WORK TO BE COMPLETED >> Would you repeat the listing exactly but omit every picture?

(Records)
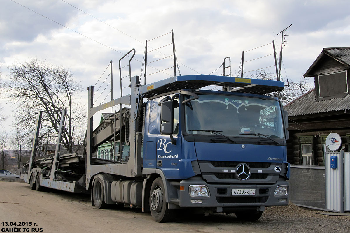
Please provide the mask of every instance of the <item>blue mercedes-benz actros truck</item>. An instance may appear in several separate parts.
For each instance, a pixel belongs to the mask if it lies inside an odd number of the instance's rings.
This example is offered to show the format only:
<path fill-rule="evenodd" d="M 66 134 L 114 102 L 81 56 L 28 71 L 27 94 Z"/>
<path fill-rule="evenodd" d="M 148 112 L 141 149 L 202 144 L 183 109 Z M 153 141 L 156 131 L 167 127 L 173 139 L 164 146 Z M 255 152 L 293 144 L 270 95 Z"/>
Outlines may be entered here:
<path fill-rule="evenodd" d="M 89 192 L 98 208 L 139 207 L 158 222 L 189 208 L 255 220 L 266 207 L 288 204 L 287 114 L 268 95 L 284 83 L 205 75 L 130 80 L 130 94 L 96 107 L 88 88 L 86 153 L 61 155 L 59 135 L 52 160 L 31 160 L 32 188 Z M 201 89 L 213 85 L 233 87 Z M 93 130 L 93 115 L 117 105 Z M 106 143 L 109 156 L 95 155 Z"/>

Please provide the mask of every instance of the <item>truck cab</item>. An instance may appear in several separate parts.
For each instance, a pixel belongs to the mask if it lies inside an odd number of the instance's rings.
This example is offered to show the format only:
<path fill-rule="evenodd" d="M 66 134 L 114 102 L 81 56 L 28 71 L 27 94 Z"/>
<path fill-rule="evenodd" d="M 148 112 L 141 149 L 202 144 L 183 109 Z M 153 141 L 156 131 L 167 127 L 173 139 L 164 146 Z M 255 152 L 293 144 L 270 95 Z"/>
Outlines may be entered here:
<path fill-rule="evenodd" d="M 266 206 L 288 204 L 286 117 L 268 95 L 185 89 L 150 97 L 142 173 L 166 180 L 167 202 L 256 220 Z"/>

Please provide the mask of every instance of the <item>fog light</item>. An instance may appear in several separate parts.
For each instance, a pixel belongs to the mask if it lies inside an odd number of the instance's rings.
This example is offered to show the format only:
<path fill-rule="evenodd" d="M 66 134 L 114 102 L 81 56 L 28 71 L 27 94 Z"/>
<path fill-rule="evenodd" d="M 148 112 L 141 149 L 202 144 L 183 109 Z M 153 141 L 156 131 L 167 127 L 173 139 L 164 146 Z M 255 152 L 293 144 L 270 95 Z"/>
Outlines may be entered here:
<path fill-rule="evenodd" d="M 275 197 L 287 196 L 288 194 L 288 185 L 280 185 L 276 188 L 274 196 Z"/>
<path fill-rule="evenodd" d="M 205 185 L 190 185 L 190 195 L 191 197 L 209 197 L 208 187 Z"/>

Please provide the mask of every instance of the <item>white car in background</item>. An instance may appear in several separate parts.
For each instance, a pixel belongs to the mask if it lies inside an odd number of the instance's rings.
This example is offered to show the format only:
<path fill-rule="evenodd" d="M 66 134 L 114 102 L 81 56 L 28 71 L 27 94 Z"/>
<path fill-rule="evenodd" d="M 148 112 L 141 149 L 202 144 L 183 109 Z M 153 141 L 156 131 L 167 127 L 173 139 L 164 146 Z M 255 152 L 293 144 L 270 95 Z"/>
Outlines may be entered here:
<path fill-rule="evenodd" d="M 0 169 L 0 178 L 19 178 L 21 176 L 13 174 L 7 170 Z"/>

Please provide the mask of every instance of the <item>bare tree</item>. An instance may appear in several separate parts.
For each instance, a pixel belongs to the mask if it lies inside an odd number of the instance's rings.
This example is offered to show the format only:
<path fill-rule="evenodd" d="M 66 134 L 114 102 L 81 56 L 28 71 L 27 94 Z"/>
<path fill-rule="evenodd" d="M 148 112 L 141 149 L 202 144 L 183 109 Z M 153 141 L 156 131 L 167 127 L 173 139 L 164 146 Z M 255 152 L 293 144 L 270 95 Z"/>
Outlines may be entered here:
<path fill-rule="evenodd" d="M 83 106 L 75 99 L 82 87 L 74 80 L 73 73 L 69 69 L 36 59 L 15 64 L 8 69 L 10 81 L 5 86 L 8 89 L 7 96 L 16 107 L 16 123 L 20 130 L 28 134 L 32 132 L 37 113 L 43 110 L 41 130 L 47 135 L 56 136 L 63 109 L 66 108 L 63 143 L 69 148 L 72 145 L 74 126 L 80 126 L 86 121 Z"/>
<path fill-rule="evenodd" d="M 2 82 L 1 80 L 2 76 L 2 73 L 1 71 L 1 66 L 2 64 L 0 63 L 0 96 L 1 96 L 1 94 L 2 93 L 2 90 L 4 89 L 4 84 Z M 6 116 L 4 115 L 3 114 L 4 112 L 4 109 L 0 105 L 0 125 L 1 125 L 2 121 L 6 119 Z"/>
<path fill-rule="evenodd" d="M 264 70 L 259 70 L 255 71 L 251 78 L 258 79 L 273 80 L 272 73 L 267 72 Z M 285 87 L 285 89 L 280 92 L 279 99 L 283 105 L 286 104 L 294 100 L 298 97 L 306 94 L 313 88 L 309 84 L 309 77 L 304 78 L 302 77 L 296 81 L 291 81 L 288 86 Z M 285 85 L 287 84 L 285 83 Z M 277 96 L 277 93 L 273 95 Z"/>
<path fill-rule="evenodd" d="M 9 135 L 6 131 L 0 132 L 0 167 L 4 169 L 6 166 L 6 162 L 9 159 Z"/>
<path fill-rule="evenodd" d="M 16 128 L 12 135 L 11 144 L 13 148 L 15 150 L 15 153 L 17 156 L 19 168 L 21 167 L 22 151 L 27 144 L 25 134 L 18 128 Z"/>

TASK OUTPUT >>
Please provide the mask of every instance of the <item>blue mercedes-benz actros truck</item>. An instance may appear in several separate parts.
For each instance, a pixel belongs to the mask if it lies inside an odd number of the instance's rings.
This example is offered to show the format only:
<path fill-rule="evenodd" d="M 66 134 L 114 102 L 81 56 L 28 71 L 27 94 Z"/>
<path fill-rule="evenodd" d="M 148 112 L 141 149 L 202 144 L 183 109 Z M 153 141 L 156 131 L 167 127 L 173 139 L 164 146 Z M 255 152 L 293 144 L 270 95 Z"/>
Outlines may be entered here:
<path fill-rule="evenodd" d="M 89 192 L 98 208 L 139 207 L 158 222 L 189 208 L 255 220 L 266 207 L 288 204 L 287 114 L 268 95 L 284 83 L 205 75 L 130 80 L 130 94 L 96 107 L 88 88 L 86 153 L 61 155 L 59 135 L 52 160 L 31 160 L 32 188 Z M 201 89 L 213 85 L 233 87 Z M 93 130 L 93 115 L 117 105 Z M 106 143 L 109 156 L 95 155 Z"/>

Please provide the mask of every instance of the <item>truck cab</item>. An instance may appear in several separate parts.
For each instance, a pixel belongs to the mask if it lies inside an odd number of the instance's rings.
This example is offered to show the format only:
<path fill-rule="evenodd" d="M 66 134 L 114 102 L 81 56 L 28 71 L 27 94 Z"/>
<path fill-rule="evenodd" d="M 148 112 L 141 149 L 202 144 L 183 109 Z M 153 141 L 156 131 L 167 127 L 173 139 L 164 146 Z M 255 152 L 293 144 L 270 95 Z"/>
Outlines may be entered here:
<path fill-rule="evenodd" d="M 266 206 L 288 204 L 286 117 L 268 95 L 185 89 L 150 97 L 142 173 L 166 180 L 167 202 L 256 220 Z"/>

Please provide the mask of every instance of the <item>fog light</item>. An instance may appear in several separate parts.
For each instance, a pixel belongs to the mask if it lies inside an odd number of the instance's rings.
This example is offered to show the format only:
<path fill-rule="evenodd" d="M 66 134 L 114 102 L 81 56 L 28 71 L 27 94 Z"/>
<path fill-rule="evenodd" d="M 148 112 L 141 149 L 202 144 L 183 109 Z M 153 141 L 156 131 L 167 127 L 173 139 L 164 146 Z M 255 152 L 293 144 L 270 95 Z"/>
Outlines may be entered here:
<path fill-rule="evenodd" d="M 275 197 L 287 196 L 288 194 L 288 185 L 280 185 L 276 188 L 274 196 Z"/>
<path fill-rule="evenodd" d="M 205 185 L 190 185 L 190 195 L 191 197 L 209 197 L 208 187 Z"/>

Please provide the mask of every instance of the <item>white car in background</item>. An instance may appear in several separate parts.
For each instance, a pixel belongs to the mask if it lies inside an odd number of the instance's rings.
This example is offered to show the format only:
<path fill-rule="evenodd" d="M 66 134 L 114 102 L 81 56 L 28 71 L 27 94 Z"/>
<path fill-rule="evenodd" d="M 148 112 L 141 149 L 202 144 L 183 109 Z M 153 141 L 156 131 L 167 127 L 173 139 L 164 146 Z M 255 152 L 293 144 L 270 95 Z"/>
Outlines may be entered here:
<path fill-rule="evenodd" d="M 0 169 L 0 178 L 19 178 L 21 176 L 13 174 L 7 170 Z"/>

Please provide the mask of every instance of the <item>bare tree</item>. An instance may appear in several separate parts.
For each instance, a pixel belongs to the mask if it lies inside an odd number of the instance's rings.
This example is offered to show the format only:
<path fill-rule="evenodd" d="M 66 134 L 114 102 L 81 56 L 28 71 L 27 94 Z"/>
<path fill-rule="evenodd" d="M 148 112 L 141 149 L 202 144 L 183 109 Z M 153 141 L 156 131 L 167 127 L 173 139 L 164 146 Z M 255 152 L 293 144 L 270 95 Z"/>
Outlines may be entered here:
<path fill-rule="evenodd" d="M 83 106 L 75 99 L 82 87 L 74 80 L 73 73 L 69 69 L 36 59 L 15 64 L 8 69 L 10 81 L 5 86 L 8 89 L 7 96 L 16 107 L 16 123 L 20 130 L 28 134 L 32 132 L 37 113 L 43 110 L 41 130 L 47 135 L 56 136 L 63 109 L 66 108 L 63 143 L 69 148 L 72 145 L 74 126 L 80 126 L 86 121 Z"/>
<path fill-rule="evenodd" d="M 2 82 L 1 80 L 2 76 L 2 73 L 1 71 L 1 66 L 2 64 L 0 63 L 0 96 L 1 96 L 1 94 L 2 93 L 2 90 L 4 89 L 4 84 Z M 6 116 L 4 115 L 3 114 L 4 112 L 4 109 L 0 105 L 0 125 L 1 125 L 2 121 L 6 119 Z"/>
<path fill-rule="evenodd" d="M 264 70 L 259 70 L 255 71 L 251 78 L 258 79 L 273 80 L 272 73 L 267 72 Z M 285 87 L 285 89 L 280 92 L 279 99 L 283 105 L 286 104 L 294 100 L 298 97 L 306 94 L 313 88 L 309 84 L 309 77 L 304 78 L 302 77 L 296 81 L 291 81 L 288 86 Z M 285 85 L 287 84 L 285 83 Z M 277 96 L 277 93 L 273 95 Z"/>
<path fill-rule="evenodd" d="M 9 135 L 6 131 L 0 132 L 0 167 L 4 169 L 6 166 L 6 162 L 9 159 Z"/>
<path fill-rule="evenodd" d="M 16 128 L 12 135 L 11 144 L 13 148 L 15 150 L 15 153 L 17 156 L 19 168 L 21 167 L 22 151 L 27 144 L 25 134 L 18 128 Z"/>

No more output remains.